#### WHAT IS ASKED:
Using the entries below, quote exactly the span of lines that begins with the line containing "Target: maple leaf" and ends with the final line.

________________________

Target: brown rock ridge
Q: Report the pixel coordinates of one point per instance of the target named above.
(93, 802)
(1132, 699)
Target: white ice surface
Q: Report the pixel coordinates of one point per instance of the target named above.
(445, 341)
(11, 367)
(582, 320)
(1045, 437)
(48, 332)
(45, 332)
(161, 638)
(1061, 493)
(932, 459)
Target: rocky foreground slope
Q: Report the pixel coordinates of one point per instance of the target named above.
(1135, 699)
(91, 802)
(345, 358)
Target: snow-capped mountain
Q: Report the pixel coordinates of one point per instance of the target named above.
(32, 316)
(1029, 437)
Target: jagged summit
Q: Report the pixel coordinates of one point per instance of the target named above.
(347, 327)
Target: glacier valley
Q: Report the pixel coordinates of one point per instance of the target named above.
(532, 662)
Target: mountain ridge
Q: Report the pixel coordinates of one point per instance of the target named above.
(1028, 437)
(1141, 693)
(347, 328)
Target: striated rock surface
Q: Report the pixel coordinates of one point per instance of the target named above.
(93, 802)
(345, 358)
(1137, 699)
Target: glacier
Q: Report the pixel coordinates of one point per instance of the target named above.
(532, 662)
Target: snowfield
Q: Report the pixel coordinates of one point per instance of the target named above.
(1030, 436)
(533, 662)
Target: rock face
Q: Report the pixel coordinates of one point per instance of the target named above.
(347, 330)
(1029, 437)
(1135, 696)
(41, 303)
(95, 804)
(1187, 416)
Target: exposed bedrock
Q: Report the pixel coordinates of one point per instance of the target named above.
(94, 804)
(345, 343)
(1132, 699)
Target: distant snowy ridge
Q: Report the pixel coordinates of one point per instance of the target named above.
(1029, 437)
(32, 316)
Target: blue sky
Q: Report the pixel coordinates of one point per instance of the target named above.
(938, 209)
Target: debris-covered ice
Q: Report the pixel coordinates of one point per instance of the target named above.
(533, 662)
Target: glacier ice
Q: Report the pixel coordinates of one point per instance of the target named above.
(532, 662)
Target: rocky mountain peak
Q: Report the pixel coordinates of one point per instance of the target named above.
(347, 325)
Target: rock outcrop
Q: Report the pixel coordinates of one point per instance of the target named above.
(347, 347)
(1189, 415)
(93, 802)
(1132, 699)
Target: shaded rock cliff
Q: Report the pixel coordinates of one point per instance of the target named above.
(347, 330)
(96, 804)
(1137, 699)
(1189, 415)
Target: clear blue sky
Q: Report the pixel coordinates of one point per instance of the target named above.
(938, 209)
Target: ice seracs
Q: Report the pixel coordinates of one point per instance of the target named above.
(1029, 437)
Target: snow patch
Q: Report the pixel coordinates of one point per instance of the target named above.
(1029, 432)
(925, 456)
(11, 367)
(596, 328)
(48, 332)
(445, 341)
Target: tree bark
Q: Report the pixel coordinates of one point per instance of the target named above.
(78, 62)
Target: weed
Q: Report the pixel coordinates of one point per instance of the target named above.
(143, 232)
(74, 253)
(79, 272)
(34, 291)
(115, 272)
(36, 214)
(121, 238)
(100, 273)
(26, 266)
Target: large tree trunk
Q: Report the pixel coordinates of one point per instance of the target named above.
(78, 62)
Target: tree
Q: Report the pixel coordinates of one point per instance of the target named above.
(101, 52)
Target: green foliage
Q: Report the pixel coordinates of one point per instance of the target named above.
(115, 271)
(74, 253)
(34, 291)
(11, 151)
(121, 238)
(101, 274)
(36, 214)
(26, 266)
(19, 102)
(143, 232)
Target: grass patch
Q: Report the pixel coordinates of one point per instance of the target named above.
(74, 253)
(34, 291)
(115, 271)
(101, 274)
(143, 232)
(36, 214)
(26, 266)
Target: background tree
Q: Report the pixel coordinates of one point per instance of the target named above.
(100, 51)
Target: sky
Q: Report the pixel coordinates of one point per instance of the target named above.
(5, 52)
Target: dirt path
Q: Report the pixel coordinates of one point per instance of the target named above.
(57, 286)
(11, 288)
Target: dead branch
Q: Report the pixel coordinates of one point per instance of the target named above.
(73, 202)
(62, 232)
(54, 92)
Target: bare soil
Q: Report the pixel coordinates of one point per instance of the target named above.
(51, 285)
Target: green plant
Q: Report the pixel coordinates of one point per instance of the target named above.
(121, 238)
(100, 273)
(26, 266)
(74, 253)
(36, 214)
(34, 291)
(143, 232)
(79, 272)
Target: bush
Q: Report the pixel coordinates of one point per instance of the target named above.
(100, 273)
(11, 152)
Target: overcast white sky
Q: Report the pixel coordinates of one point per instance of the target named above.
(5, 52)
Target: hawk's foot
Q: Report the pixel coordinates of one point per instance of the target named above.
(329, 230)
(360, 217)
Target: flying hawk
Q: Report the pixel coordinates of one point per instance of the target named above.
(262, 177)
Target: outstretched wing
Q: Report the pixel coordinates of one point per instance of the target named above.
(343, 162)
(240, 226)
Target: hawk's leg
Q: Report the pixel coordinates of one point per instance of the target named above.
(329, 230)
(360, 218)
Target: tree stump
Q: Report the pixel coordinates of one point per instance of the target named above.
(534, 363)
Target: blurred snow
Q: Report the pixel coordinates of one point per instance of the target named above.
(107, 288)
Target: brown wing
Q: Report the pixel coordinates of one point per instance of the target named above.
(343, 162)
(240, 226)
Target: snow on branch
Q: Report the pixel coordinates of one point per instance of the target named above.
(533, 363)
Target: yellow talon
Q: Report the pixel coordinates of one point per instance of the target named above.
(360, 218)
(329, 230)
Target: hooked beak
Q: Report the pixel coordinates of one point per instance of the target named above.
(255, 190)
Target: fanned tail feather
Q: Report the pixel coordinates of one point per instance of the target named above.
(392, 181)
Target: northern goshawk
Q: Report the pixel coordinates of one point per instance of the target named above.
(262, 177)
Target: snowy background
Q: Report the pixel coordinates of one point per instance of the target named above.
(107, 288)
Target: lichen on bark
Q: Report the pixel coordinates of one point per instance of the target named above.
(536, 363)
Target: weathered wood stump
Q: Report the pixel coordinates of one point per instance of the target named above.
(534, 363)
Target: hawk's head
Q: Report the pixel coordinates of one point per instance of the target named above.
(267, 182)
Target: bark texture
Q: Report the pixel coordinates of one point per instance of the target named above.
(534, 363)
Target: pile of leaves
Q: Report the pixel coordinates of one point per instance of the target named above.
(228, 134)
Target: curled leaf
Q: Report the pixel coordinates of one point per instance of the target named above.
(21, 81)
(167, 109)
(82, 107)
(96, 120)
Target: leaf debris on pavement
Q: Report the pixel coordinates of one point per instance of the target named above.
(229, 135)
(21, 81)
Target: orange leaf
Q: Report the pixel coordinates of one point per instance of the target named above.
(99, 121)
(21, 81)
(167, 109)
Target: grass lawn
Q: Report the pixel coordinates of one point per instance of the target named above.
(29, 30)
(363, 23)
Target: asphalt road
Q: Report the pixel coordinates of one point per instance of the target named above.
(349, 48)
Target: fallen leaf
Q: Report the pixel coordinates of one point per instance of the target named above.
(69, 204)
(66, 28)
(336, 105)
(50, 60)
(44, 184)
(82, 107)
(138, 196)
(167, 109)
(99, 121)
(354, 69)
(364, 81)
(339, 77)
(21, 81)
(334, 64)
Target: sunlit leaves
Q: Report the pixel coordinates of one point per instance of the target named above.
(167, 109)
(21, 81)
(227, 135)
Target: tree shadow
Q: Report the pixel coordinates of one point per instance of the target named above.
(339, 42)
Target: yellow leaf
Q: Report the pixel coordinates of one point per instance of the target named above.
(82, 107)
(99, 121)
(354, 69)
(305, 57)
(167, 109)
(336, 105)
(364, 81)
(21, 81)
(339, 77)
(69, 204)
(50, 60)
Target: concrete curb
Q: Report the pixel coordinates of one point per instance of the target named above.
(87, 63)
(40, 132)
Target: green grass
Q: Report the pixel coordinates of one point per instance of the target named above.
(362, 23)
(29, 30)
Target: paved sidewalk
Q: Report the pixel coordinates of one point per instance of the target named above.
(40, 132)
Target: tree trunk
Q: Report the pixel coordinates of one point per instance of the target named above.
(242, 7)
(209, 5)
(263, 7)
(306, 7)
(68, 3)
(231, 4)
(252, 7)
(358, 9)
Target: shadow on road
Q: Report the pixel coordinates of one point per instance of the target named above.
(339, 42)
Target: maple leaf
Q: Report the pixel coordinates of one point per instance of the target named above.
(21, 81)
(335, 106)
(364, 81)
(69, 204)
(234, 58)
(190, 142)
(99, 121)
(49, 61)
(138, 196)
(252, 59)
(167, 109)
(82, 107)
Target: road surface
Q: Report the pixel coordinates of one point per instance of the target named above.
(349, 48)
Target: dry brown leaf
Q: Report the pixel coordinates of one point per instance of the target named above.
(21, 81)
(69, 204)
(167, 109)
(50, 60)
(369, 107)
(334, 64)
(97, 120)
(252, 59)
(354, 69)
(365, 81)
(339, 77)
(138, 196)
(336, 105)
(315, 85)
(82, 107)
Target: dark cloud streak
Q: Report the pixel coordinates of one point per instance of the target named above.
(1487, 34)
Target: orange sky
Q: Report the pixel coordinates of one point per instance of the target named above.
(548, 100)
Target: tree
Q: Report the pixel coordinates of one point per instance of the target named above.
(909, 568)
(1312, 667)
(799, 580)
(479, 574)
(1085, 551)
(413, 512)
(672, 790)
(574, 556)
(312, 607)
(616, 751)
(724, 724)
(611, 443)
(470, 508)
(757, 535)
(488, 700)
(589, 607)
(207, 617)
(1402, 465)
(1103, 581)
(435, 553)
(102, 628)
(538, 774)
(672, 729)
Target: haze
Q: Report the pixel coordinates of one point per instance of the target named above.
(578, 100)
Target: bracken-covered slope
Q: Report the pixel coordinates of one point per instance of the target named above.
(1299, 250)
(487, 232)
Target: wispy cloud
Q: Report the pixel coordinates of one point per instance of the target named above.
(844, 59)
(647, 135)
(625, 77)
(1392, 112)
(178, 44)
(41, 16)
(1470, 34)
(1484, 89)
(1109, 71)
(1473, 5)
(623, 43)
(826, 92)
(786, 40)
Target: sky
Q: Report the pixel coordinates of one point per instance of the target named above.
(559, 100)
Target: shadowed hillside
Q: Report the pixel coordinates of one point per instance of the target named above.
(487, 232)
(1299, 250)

________________________

#### WRITTEN ANSWER:
Target: maple leaf
Q: Report the pixel coordinates of one point per instance of the target named above.
(21, 81)
(335, 106)
(364, 81)
(69, 204)
(234, 58)
(190, 142)
(99, 121)
(49, 61)
(138, 196)
(252, 59)
(167, 109)
(82, 107)
Target: road surface
Q: Report the pixel coordinates of one point per instance of the target named above.
(349, 48)
Target: dry brown leaf
Q: Report the pixel coordinates of one point per instance of the target named above.
(21, 81)
(69, 204)
(167, 109)
(50, 60)
(369, 107)
(334, 64)
(97, 120)
(252, 59)
(354, 69)
(365, 81)
(339, 77)
(138, 196)
(336, 105)
(315, 85)
(82, 107)
Target: dark cloud streak
Q: Report the pixel coordinates of one point per instance of the target named above.
(1487, 34)
Target: orange sky
Q: Report the pixel coordinates of one point per instance of the target named above.
(548, 100)
Target: tree
Q: Report the pixel coordinates of one point per instance of the target named above.
(909, 568)
(1312, 667)
(799, 580)
(479, 574)
(1085, 551)
(413, 512)
(672, 790)
(574, 556)
(312, 607)
(616, 751)
(724, 724)
(611, 443)
(470, 508)
(757, 535)
(488, 700)
(589, 607)
(207, 617)
(1402, 465)
(1103, 581)
(435, 553)
(102, 628)
(538, 774)
(672, 729)
Target: haze
Q: Report the pixel coordinates of one point per instance of the target named above.
(578, 100)
Target: bracken-covered slope
Q: Report the pixel coordinates of one point per instance of the target named above.
(1299, 250)
(487, 232)
Target: wispy cloud
Q: Report the pixel coordinates of one point per instance of the target named above.
(844, 59)
(647, 135)
(625, 77)
(1392, 112)
(178, 44)
(41, 16)
(1470, 34)
(1484, 89)
(1109, 71)
(1473, 5)
(623, 43)
(826, 92)
(786, 40)
Target: sky
Q: Report the pixel coordinates of one point per instance of the target named above.
(559, 100)
Target: shadowed hillside
Q: Report the pixel coordinates of one point per instance of the target named above.
(487, 232)
(1299, 250)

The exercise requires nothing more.